Textabschnitt ->
—————
Eine Stimmung der Zeitlosigkeit lag über den Outeniqua Mountains, die ich auf meinem Rückweg zur Küste durchfuhr. Die Erde brachte ihre Früchte und Formen hervor und schien sich nicht um das Gewusel auf ihrer Oberfläche zu kümmern. Ein kurzer Regenguss auf der Passhöhe, dann hatte ich wieder die Küstenebene erreicht. George, die nächste Stadt auf der Gartenroute, war ein aufgeräumer Ort, den man durchfuhr wie eine Freiluftausstellung properer Häuser und Straßen. Ein Ort wie ein makelloses Gesicht, von dem nichts mehr in Erinnerung blieb.
Ebenso makellos war der weite, prachtvolle Sandstrand von Wilderness, eine sichelartige Bucht mit sanft auslaufender Dünung – und vollkommen leer. Vielleicht bestand darin eine der Attraktionen Afrikas für den Europäer: in dem ungewohnten Nebeneinander von Schönheit und Menschenleere, auf die die Bewohner urbaner Gesellschaften meist verzichten müssen. Aber die Schönheit ist auch wie ein Gewicht, das alleine nicht leicht zu tragen ist. Manchmal erzeugt sie sogar ein Gefühl der Vereinzelung - gerade so, als könne man die Welt ab einer gewissen Verzauberung nur noch zu zweit ertragen. Aber gottlob besaß ich noch eine zweite Flasche Chardonnay aus Stellenbosch.
—————
Datensätze ->

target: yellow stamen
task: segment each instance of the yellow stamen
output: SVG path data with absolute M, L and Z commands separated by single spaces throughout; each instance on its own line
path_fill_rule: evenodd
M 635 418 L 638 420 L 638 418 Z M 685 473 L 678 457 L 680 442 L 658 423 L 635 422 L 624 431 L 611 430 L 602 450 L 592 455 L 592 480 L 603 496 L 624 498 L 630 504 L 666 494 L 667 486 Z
—————
Aufgabenstellung -> Schreib den Text über die Fahrt durch die Outeniqua Mountains bis Wilderness oben vollständig und ohne jede Änderung ab.

Richtige Lösung ->
Eine Stimmung der Zeitlosigkeit lag über den Outeniqua Mountains, die ich auf meinem Rückweg zur Küste durchfuhr. Die Erde brachte ihre Früchte und Formen hervor und schien sich nicht um das Gewusel auf ihrer Oberfläche zu kümmern. Ein kurzer Regenguss auf der Passhöhe, dann hatte ich wieder die Küstenebene erreicht. George, die nächste Stadt auf der Gartenroute, war ein aufgeräumer Ort, den man durchfuhr wie eine Freiluftausstellung properer Häuser und Straßen. Ein Ort wie ein makelloses Gesicht, von dem nichts mehr in Erinnerung blieb.
Ebenso makellos war der weite, prachtvolle Sandstrand von Wilderness, eine sichelartige Bucht mit sanft auslaufender Dünung – und vollkommen leer. Vielleicht bestand darin eine der Attraktionen Afrikas für den Europäer: in dem ungewohnten Nebeneinander von Schönheit und Menschenleere, auf die die Bewohner urbaner Gesellschaften meist verzichten müssen. Aber die Schönheit ist auch wie ein Gewicht, das alleine nicht leicht zu tragen ist. Manchmal erzeugt sie sogar ein Gefühl der Vereinzelung - gerade so, als könne man die Welt ab einer gewissen Verzauberung nur noch zu zweit ertragen. Aber gottlob besaß ich noch eine zweite Flasche Chardonnay aus Stellenbosch.